GIVEN INSTRUCTION: Reproduce all of the data exactly, with no line skipped.

-- Begin RECORD SET --

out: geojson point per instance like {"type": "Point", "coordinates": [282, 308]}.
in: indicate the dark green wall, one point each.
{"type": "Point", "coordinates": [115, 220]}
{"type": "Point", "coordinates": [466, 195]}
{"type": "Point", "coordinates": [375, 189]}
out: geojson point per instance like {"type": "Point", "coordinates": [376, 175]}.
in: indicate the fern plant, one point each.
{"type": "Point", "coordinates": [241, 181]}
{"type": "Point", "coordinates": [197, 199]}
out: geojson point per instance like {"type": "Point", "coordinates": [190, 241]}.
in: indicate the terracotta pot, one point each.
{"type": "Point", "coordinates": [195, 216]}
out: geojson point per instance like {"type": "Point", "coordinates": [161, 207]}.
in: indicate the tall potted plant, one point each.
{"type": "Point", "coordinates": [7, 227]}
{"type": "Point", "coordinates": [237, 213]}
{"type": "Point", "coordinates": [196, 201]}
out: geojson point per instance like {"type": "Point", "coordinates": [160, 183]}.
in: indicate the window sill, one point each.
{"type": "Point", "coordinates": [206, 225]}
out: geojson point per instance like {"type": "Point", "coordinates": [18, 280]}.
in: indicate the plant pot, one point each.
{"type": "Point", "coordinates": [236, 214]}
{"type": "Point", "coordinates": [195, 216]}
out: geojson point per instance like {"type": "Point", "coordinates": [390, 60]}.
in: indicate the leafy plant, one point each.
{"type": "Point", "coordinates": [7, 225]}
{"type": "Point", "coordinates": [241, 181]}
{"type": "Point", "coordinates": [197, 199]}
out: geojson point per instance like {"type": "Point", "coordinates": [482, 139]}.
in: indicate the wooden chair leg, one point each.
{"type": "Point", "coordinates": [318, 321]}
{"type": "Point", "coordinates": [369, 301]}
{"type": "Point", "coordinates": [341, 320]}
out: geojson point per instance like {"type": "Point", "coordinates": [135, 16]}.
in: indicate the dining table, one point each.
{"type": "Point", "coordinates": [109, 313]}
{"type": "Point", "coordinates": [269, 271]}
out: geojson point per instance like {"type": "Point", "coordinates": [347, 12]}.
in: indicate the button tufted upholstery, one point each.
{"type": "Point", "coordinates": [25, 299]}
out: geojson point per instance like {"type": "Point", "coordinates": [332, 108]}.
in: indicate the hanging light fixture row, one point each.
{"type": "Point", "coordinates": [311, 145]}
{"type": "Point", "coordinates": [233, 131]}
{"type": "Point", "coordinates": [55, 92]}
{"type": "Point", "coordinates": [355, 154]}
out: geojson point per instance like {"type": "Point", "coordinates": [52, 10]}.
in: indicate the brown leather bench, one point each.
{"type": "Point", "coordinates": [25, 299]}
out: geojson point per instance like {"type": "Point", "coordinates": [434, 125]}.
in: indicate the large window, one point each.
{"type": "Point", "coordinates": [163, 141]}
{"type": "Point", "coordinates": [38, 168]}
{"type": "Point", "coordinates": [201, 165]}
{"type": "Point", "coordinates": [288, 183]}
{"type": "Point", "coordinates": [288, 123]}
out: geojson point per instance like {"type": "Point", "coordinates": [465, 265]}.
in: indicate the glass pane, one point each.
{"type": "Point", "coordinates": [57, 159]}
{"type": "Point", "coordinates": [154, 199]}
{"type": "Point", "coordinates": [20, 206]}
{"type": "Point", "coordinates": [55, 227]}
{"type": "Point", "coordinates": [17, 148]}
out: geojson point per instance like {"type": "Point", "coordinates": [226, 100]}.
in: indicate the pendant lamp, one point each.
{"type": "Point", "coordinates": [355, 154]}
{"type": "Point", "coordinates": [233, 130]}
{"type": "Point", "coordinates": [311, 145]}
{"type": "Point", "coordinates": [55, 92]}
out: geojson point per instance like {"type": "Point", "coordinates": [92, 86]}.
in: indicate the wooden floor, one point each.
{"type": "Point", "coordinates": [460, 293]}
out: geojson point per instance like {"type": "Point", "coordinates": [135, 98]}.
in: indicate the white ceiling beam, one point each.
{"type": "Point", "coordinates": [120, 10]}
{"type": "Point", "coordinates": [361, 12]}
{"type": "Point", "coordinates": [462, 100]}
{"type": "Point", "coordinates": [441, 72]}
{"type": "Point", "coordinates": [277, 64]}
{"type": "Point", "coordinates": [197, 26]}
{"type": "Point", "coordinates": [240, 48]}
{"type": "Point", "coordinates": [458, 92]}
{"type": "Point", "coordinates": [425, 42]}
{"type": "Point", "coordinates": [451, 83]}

-- End RECORD SET --

FINAL ANSWER:
out: geojson point per instance like {"type": "Point", "coordinates": [282, 308]}.
in: indicate the dark green wall, one point each.
{"type": "Point", "coordinates": [115, 220]}
{"type": "Point", "coordinates": [466, 195]}
{"type": "Point", "coordinates": [375, 189]}
out: geojson point per instance like {"type": "Point", "coordinates": [376, 175]}.
in: indicate the fern plant, one point each.
{"type": "Point", "coordinates": [241, 181]}
{"type": "Point", "coordinates": [197, 199]}
out: geojson point per instance like {"type": "Point", "coordinates": [190, 241]}.
in: indicate the terracotta pot, one point each.
{"type": "Point", "coordinates": [195, 216]}
out: geojson point per instance like {"type": "Point", "coordinates": [161, 207]}.
in: indicate the tall potted plant, one point each.
{"type": "Point", "coordinates": [7, 227]}
{"type": "Point", "coordinates": [237, 213]}
{"type": "Point", "coordinates": [196, 201]}
out: geojson point per instance like {"type": "Point", "coordinates": [160, 183]}.
in: indicate the window sill, one point each.
{"type": "Point", "coordinates": [206, 225]}
out: geojson point per instance like {"type": "Point", "coordinates": [18, 280]}.
in: indicate the plant pot, one point each.
{"type": "Point", "coordinates": [236, 214]}
{"type": "Point", "coordinates": [195, 216]}
out: geojson point per instance like {"type": "Point", "coordinates": [390, 60]}.
in: indicate the leafy plant, one point each.
{"type": "Point", "coordinates": [7, 225]}
{"type": "Point", "coordinates": [241, 181]}
{"type": "Point", "coordinates": [197, 199]}
out: geojson point per instance like {"type": "Point", "coordinates": [482, 139]}.
in: indicate the wooden chair leg, one point each.
{"type": "Point", "coordinates": [318, 321]}
{"type": "Point", "coordinates": [369, 301]}
{"type": "Point", "coordinates": [341, 320]}
out: geojson point per instance like {"type": "Point", "coordinates": [135, 16]}.
in: indicate the dining table, one point each.
{"type": "Point", "coordinates": [109, 313]}
{"type": "Point", "coordinates": [269, 271]}
out: geojson point per instance like {"type": "Point", "coordinates": [347, 12]}.
in: indicate the button tufted upholstery, one point each.
{"type": "Point", "coordinates": [25, 299]}
out: geojson point per instance like {"type": "Point", "coordinates": [332, 108]}.
in: indicate the hanging light fixture row, one point each.
{"type": "Point", "coordinates": [311, 145]}
{"type": "Point", "coordinates": [233, 131]}
{"type": "Point", "coordinates": [55, 92]}
{"type": "Point", "coordinates": [355, 154]}
out: geojson point per instance like {"type": "Point", "coordinates": [52, 10]}.
in: indicate the brown leather bench, one point each.
{"type": "Point", "coordinates": [25, 299]}
out: geojson point per instance like {"type": "Point", "coordinates": [434, 125]}.
in: indicate the large window, one point each.
{"type": "Point", "coordinates": [163, 141]}
{"type": "Point", "coordinates": [38, 168]}
{"type": "Point", "coordinates": [201, 165]}
{"type": "Point", "coordinates": [288, 183]}
{"type": "Point", "coordinates": [288, 123]}
out: geojson point per instance like {"type": "Point", "coordinates": [465, 265]}.
in: indicate the glass pane, one point each.
{"type": "Point", "coordinates": [57, 159]}
{"type": "Point", "coordinates": [154, 199]}
{"type": "Point", "coordinates": [20, 206]}
{"type": "Point", "coordinates": [55, 227]}
{"type": "Point", "coordinates": [17, 148]}
out: geojson point per instance like {"type": "Point", "coordinates": [226, 100]}.
in: indicate the pendant lamp, one point each.
{"type": "Point", "coordinates": [355, 154]}
{"type": "Point", "coordinates": [233, 130]}
{"type": "Point", "coordinates": [311, 145]}
{"type": "Point", "coordinates": [55, 92]}
out: geojson point per instance like {"type": "Point", "coordinates": [92, 86]}.
in: indicate the wooden floor, one point each.
{"type": "Point", "coordinates": [460, 293]}
out: geojson point per instance like {"type": "Point", "coordinates": [135, 98]}.
in: indicate the white ceiling beam, one point each.
{"type": "Point", "coordinates": [120, 10]}
{"type": "Point", "coordinates": [361, 12]}
{"type": "Point", "coordinates": [462, 100]}
{"type": "Point", "coordinates": [441, 72]}
{"type": "Point", "coordinates": [277, 64]}
{"type": "Point", "coordinates": [197, 26]}
{"type": "Point", "coordinates": [240, 48]}
{"type": "Point", "coordinates": [458, 92]}
{"type": "Point", "coordinates": [425, 42]}
{"type": "Point", "coordinates": [451, 83]}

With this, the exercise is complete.